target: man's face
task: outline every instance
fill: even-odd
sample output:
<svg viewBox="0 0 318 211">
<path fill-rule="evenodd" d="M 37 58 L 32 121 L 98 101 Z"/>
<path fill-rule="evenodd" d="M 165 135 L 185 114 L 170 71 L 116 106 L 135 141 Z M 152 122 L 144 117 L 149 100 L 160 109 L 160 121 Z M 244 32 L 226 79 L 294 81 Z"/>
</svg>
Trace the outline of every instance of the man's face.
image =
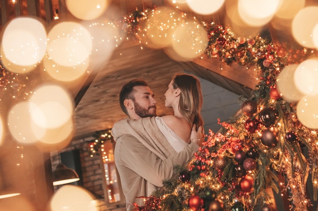
<svg viewBox="0 0 318 211">
<path fill-rule="evenodd" d="M 134 88 L 135 112 L 142 118 L 156 116 L 156 104 L 154 94 L 148 87 L 138 86 Z"/>
</svg>

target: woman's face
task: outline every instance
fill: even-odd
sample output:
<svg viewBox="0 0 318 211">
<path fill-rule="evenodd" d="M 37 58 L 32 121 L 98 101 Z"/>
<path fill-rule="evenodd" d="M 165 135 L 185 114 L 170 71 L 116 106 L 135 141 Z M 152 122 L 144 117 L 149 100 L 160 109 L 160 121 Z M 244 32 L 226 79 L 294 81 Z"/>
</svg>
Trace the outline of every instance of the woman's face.
<svg viewBox="0 0 318 211">
<path fill-rule="evenodd" d="M 168 89 L 165 93 L 165 97 L 166 97 L 165 106 L 167 108 L 170 108 L 172 106 L 172 103 L 175 99 L 174 93 L 176 90 L 173 89 L 173 81 L 172 80 L 168 86 Z"/>
</svg>

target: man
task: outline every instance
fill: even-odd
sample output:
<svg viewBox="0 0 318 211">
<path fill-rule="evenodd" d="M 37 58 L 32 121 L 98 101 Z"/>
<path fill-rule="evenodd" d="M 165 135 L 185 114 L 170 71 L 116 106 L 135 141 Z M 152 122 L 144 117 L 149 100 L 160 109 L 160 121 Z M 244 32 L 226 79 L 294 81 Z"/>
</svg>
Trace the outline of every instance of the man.
<svg viewBox="0 0 318 211">
<path fill-rule="evenodd" d="M 131 119 L 143 118 L 143 120 L 147 119 L 144 117 L 156 115 L 154 95 L 144 81 L 133 80 L 125 84 L 119 94 L 119 101 L 122 110 Z M 129 211 L 134 208 L 134 203 L 143 205 L 143 199 L 136 197 L 149 196 L 162 187 L 163 180 L 172 177 L 173 166 L 188 162 L 199 149 L 198 144 L 194 142 L 177 153 L 155 124 L 145 125 L 147 134 L 151 135 L 149 139 L 157 140 L 151 144 L 149 140 L 140 136 L 142 134 L 123 134 L 120 137 L 113 134 L 116 141 L 115 162 Z M 115 124 L 114 129 L 115 126 L 118 126 Z M 130 128 L 125 127 L 124 129 Z M 197 134 L 194 131 L 192 137 L 202 137 L 202 132 Z M 115 131 L 113 130 L 113 132 Z"/>
</svg>

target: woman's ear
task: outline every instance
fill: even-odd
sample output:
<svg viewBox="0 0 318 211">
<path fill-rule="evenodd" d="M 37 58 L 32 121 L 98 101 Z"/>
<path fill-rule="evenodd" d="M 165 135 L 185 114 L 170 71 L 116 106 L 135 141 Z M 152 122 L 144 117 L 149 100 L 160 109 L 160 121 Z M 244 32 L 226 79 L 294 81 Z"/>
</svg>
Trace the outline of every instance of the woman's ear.
<svg viewBox="0 0 318 211">
<path fill-rule="evenodd" d="M 174 91 L 174 95 L 175 97 L 178 97 L 181 94 L 181 91 L 179 88 L 176 89 Z"/>
<path fill-rule="evenodd" d="M 126 99 L 123 101 L 123 105 L 125 106 L 127 109 L 132 110 L 134 109 L 134 103 L 133 101 L 129 99 Z"/>
</svg>

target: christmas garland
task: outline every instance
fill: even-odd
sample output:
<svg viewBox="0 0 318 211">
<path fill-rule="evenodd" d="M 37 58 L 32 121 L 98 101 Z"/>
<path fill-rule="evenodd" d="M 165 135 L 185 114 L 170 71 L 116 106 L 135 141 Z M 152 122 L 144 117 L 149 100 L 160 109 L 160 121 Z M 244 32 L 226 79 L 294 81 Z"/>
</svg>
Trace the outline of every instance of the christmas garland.
<svg viewBox="0 0 318 211">
<path fill-rule="evenodd" d="M 141 43 L 139 22 L 148 12 L 136 11 L 123 19 L 123 29 Z M 307 210 L 309 174 L 317 200 L 317 133 L 298 120 L 296 104 L 281 98 L 276 83 L 284 67 L 316 56 L 316 51 L 297 44 L 274 46 L 259 35 L 236 37 L 230 27 L 201 24 L 209 37 L 205 53 L 228 65 L 255 66 L 260 82 L 250 99 L 241 97 L 242 114 L 219 122 L 220 132 L 209 131 L 187 168 L 176 166 L 178 176 L 164 181 L 160 190 L 145 197 L 144 206 L 135 204 L 136 210 L 252 210 L 260 206 L 270 210 L 271 190 L 288 195 L 293 210 Z"/>
</svg>

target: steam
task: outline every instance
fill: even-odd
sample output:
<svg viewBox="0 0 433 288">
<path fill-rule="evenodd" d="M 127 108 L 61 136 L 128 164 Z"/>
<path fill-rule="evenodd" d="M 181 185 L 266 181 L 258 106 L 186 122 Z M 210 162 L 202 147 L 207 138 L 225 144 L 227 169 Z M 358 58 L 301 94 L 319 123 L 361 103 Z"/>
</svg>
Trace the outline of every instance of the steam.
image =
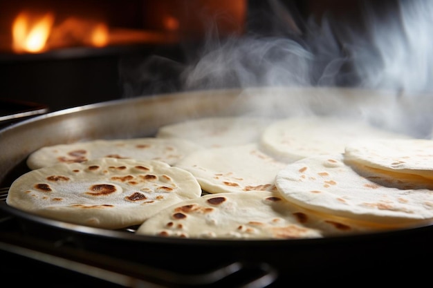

YOUR GOAL | Rewrite the material from the line containing "target: christmas garland" through the end of the material, replacing "every instance" with "each occurrence" and leaving everything else unchanged. Leave the pictures out of the answer.

ANSWER |
target: christmas garland
task: outline each occurrence
fill: even-odd
sample output:
<svg viewBox="0 0 318 211">
<path fill-rule="evenodd" d="M 37 58 L 32 121 L 98 101 Z"/>
<path fill-rule="evenodd" d="M 165 135 L 185 114 L 170 71 L 116 106 L 135 141 Z M 152 122 L 144 117 L 149 100 L 160 109 L 160 121 Z M 244 32 L 226 79 L 294 81 Z"/>
</svg>
Trace the outline of each occurrence of the christmas garland.
<svg viewBox="0 0 318 211">
<path fill-rule="evenodd" d="M 141 43 L 139 22 L 148 12 L 136 11 L 123 19 L 123 29 Z M 307 210 L 309 174 L 317 200 L 317 133 L 298 120 L 296 104 L 281 98 L 276 83 L 284 67 L 316 56 L 316 51 L 297 44 L 274 46 L 259 35 L 236 37 L 230 27 L 201 24 L 209 37 L 205 53 L 228 65 L 255 66 L 260 82 L 250 99 L 241 97 L 242 114 L 219 122 L 220 132 L 209 131 L 187 168 L 176 166 L 178 176 L 164 181 L 160 190 L 145 197 L 144 206 L 135 204 L 136 210 L 252 210 L 260 206 L 270 210 L 271 190 L 288 195 L 293 210 Z"/>
</svg>

target: steam
task: outline each occurrence
fill: even-odd
sample output:
<svg viewBox="0 0 433 288">
<path fill-rule="evenodd" d="M 127 108 L 61 136 L 128 164 Z"/>
<path fill-rule="evenodd" d="M 181 185 L 266 181 L 258 106 L 186 122 Z M 210 162 L 202 147 L 207 138 L 225 144 L 227 169 Z M 358 58 L 301 94 L 319 123 L 361 103 Z"/>
</svg>
Trace the outline of each occurrence of the steam.
image =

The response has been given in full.